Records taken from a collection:
────────

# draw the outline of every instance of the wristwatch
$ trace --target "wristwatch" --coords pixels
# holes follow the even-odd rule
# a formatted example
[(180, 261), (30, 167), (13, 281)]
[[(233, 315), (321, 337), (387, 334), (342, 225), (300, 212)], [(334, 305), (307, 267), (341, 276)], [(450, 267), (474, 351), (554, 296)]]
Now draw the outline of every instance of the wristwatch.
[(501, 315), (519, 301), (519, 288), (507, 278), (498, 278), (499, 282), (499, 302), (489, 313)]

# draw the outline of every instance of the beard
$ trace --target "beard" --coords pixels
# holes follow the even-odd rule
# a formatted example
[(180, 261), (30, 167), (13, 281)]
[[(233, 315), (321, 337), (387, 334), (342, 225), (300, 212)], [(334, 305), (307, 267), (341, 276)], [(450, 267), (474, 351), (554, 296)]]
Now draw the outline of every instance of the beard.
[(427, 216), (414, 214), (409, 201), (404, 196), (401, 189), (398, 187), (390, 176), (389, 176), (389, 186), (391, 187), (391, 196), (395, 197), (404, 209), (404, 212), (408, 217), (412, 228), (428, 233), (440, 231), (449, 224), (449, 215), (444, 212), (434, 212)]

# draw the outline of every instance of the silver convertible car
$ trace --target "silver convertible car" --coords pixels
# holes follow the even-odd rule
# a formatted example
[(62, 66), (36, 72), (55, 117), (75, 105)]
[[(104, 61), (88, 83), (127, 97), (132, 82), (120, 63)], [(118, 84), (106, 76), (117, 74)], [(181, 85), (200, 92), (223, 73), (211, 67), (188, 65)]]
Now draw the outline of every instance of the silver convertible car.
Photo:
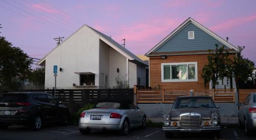
[(166, 138), (177, 132), (210, 132), (219, 138), (220, 116), (209, 96), (177, 98), (170, 113), (164, 116), (163, 130)]
[(145, 122), (146, 115), (133, 102), (106, 101), (83, 111), (80, 116), (79, 128), (83, 134), (92, 130), (118, 130), (126, 135), (130, 128), (144, 127)]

────────

**Written request**
Copy out every line of the records above character for character, leaving out the pictures.

**Reply to the task**
# draw the outline of every instance of the wristwatch
$ trace --target "wristwatch" --coords pixels
# holes follow the even-odd rule
# a formatted example
[(180, 261), (30, 167), (13, 281)]
[[(233, 315), (321, 337), (387, 334), (342, 225), (300, 212)], [(334, 305), (307, 267), (341, 276)], [(450, 267), (474, 351), (554, 296)]]
Now draw the outline of every instance of the wristwatch.
[(501, 315), (519, 301), (519, 288), (507, 278), (498, 278), (499, 282), (499, 302), (489, 313)]

# draw the outline of every instance of the beard
$ trace --target "beard" --coords pixels
# holes follow the even-odd rule
# a formatted example
[(180, 261), (30, 167), (13, 281)]
[[(233, 315), (321, 337), (387, 334), (342, 225), (300, 212)], [(334, 305), (307, 267), (341, 276)], [(450, 267), (474, 351), (554, 296)]]
Now draw the outline of every instance of the beard.
[(427, 216), (414, 214), (409, 201), (404, 196), (401, 189), (398, 187), (390, 176), (389, 176), (389, 186), (391, 187), (391, 196), (395, 197), (404, 209), (404, 212), (408, 217), (412, 228), (428, 233), (440, 231), (449, 224), (449, 215), (444, 212), (434, 212)]

# draw the outline of every instance of the silver convertible car
$ trace --target "silver convertible car" --coords pixels
# holes follow the even-odd rule
# a formatted example
[(62, 66), (36, 72), (55, 117), (75, 105)]
[[(104, 61), (88, 83), (127, 97), (132, 82), (120, 63)], [(118, 84), (106, 76), (117, 74)], [(181, 85), (200, 92), (223, 73), (211, 67), (188, 65)]]
Now draw the outline of every instance of the silver convertible car.
Photo:
[(166, 138), (177, 132), (210, 132), (219, 138), (220, 116), (209, 96), (177, 98), (170, 113), (164, 116), (163, 130)]
[(145, 122), (146, 115), (133, 102), (106, 101), (83, 111), (80, 116), (79, 128), (83, 134), (92, 130), (118, 130), (126, 135), (130, 128), (144, 127)]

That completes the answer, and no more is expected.